_GOAL_
Rewrite the data from the line with "target: sea" through the end of the data, changing "outline" to "contour" and leaving everything else unchanged.

_RECORDS TO PROCESS_
┌────────
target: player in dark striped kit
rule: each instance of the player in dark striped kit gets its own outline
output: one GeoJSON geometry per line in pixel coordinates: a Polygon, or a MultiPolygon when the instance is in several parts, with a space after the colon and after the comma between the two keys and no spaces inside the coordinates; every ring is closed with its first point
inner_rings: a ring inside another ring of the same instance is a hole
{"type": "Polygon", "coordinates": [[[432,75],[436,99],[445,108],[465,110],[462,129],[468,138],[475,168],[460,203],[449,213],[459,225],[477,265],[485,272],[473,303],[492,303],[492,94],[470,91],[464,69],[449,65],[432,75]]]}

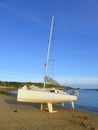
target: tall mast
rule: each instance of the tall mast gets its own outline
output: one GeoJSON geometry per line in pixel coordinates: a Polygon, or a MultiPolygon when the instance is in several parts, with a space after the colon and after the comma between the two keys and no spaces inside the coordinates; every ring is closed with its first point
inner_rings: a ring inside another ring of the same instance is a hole
{"type": "MultiPolygon", "coordinates": [[[[51,26],[50,26],[50,36],[48,41],[48,52],[46,57],[46,63],[45,63],[45,76],[47,75],[48,71],[48,61],[49,61],[49,54],[50,54],[50,45],[51,45],[51,39],[52,39],[52,30],[53,30],[53,22],[54,22],[54,16],[52,16],[51,26]]],[[[44,87],[46,85],[46,82],[44,81],[44,87]]]]}

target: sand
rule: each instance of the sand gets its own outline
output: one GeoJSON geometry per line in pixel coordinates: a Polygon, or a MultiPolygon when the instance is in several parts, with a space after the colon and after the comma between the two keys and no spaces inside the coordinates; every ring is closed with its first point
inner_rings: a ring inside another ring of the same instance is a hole
{"type": "Polygon", "coordinates": [[[98,115],[58,106],[57,113],[48,113],[39,107],[0,94],[0,130],[98,130],[98,115]]]}

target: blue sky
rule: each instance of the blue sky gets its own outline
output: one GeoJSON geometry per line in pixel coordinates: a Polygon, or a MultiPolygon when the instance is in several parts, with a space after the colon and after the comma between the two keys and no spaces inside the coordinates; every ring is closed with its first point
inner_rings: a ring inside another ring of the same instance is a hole
{"type": "Polygon", "coordinates": [[[0,0],[0,80],[98,84],[97,0],[0,0]],[[54,60],[55,59],[55,60],[54,60]]]}

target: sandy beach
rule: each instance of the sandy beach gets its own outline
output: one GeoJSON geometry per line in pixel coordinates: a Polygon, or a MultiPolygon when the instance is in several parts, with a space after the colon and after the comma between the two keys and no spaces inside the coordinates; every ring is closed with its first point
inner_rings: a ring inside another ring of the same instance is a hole
{"type": "Polygon", "coordinates": [[[98,130],[98,115],[58,106],[54,110],[58,112],[41,111],[39,104],[0,94],[0,130],[98,130]]]}

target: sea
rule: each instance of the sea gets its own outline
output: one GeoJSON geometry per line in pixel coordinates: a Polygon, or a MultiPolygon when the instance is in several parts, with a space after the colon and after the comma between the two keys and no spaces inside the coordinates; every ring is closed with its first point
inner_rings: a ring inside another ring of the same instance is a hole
└────────
_THE REPLY_
target: sea
rule: each instance of the sea gets its own contour
output: one GeoJSON geometry per line in pixel coordinates: a Polygon, or a MultiPolygon when the instance is in several parts, with a space after the colon and after the comma between the two keys and no spaces inside the coordinates; every ring is closed with its first point
inner_rings: a ring inside another ring of the same instance is a hole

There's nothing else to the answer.